# DIRECTIONS
All the lines below need to be transcribed exactly. Pictures get left out.

# MATERIAL PROVIDED
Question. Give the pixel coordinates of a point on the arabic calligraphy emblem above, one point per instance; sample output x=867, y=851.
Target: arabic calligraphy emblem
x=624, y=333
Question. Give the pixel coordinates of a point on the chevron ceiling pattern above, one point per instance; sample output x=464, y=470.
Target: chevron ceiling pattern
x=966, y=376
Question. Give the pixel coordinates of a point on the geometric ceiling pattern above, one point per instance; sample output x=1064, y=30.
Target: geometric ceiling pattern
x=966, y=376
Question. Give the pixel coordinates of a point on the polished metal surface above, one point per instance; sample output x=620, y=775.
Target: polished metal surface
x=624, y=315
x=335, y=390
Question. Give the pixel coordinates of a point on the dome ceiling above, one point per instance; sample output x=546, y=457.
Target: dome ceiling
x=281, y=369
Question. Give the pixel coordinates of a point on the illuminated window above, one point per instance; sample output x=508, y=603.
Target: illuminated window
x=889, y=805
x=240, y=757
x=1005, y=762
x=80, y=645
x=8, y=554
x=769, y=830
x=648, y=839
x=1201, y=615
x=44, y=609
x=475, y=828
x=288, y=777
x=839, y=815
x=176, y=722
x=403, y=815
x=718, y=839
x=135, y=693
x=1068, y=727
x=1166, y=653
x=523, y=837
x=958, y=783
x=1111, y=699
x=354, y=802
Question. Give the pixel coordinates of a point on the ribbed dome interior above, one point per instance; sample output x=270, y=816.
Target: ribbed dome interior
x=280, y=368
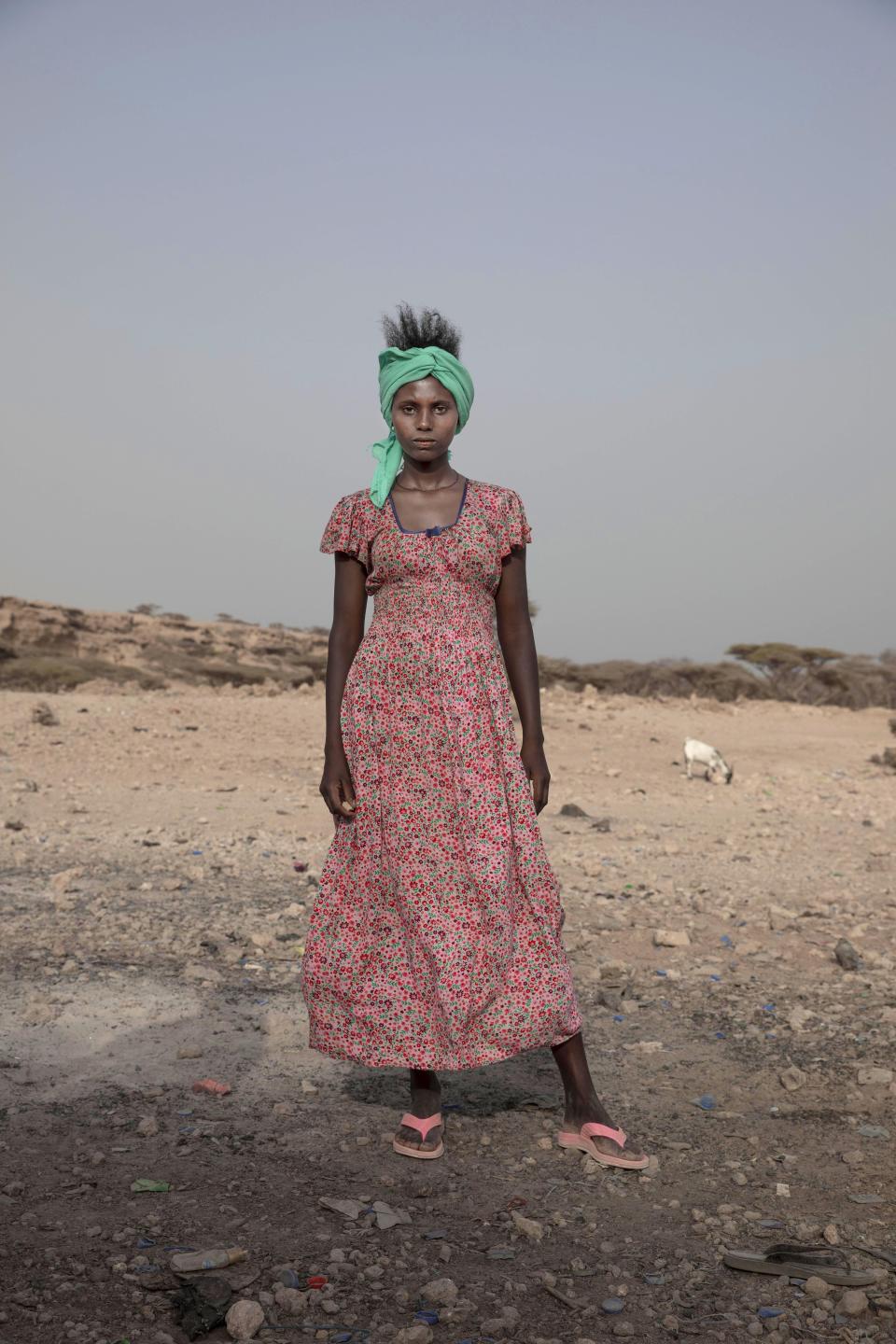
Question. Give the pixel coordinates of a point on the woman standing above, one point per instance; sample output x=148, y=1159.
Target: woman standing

# TASK OUTPUT
Question. Give the pixel coordinates of a point on the arabic calligraphy emblem above, one point per instance; sample output x=867, y=851.
Target: arabic calligraphy emblem
x=624, y=333
Question. Give the pixel coordinates of a point on the chevron ceiling pattern above, one point per instance; sample output x=464, y=470.
Target: chevron ceiling pattern
x=966, y=376
Question. Give the pixel coordinates of a point on the geometric ceiling pattern above, one point per instance; sample output x=1064, y=30.
Target: geometric ceiling pattern
x=966, y=376
Question. Give the pixel coordinates of a point on the polished metal surface above, one point per instance; sample output x=620, y=775.
Target: polished metal surface
x=624, y=315
x=335, y=390
Question. Give the pixel coordinates of a point on the dome ceiling above, one point per instance; sample output x=546, y=457.
Target: dome ceiling
x=281, y=369
Question. Give the pixel coordinates of a point on the illuminated window above, one point per instance; sample output x=508, y=603.
Target: illuminated window
x=889, y=805
x=240, y=757
x=1005, y=762
x=80, y=645
x=8, y=554
x=769, y=830
x=648, y=839
x=1201, y=615
x=44, y=609
x=475, y=828
x=288, y=777
x=839, y=815
x=176, y=722
x=403, y=815
x=718, y=839
x=135, y=693
x=1068, y=727
x=1166, y=653
x=523, y=837
x=958, y=783
x=1111, y=699
x=354, y=802
Question. Give the pixel coordinates of a point on the ribbed dome interior above, one point per instance; sample output x=270, y=816.
Target: ribbed dome interior
x=280, y=368
Question. Give the pixel coordinates of a point on the woman standing above, one point per instance; sample output x=148, y=1159.
Target: woman standing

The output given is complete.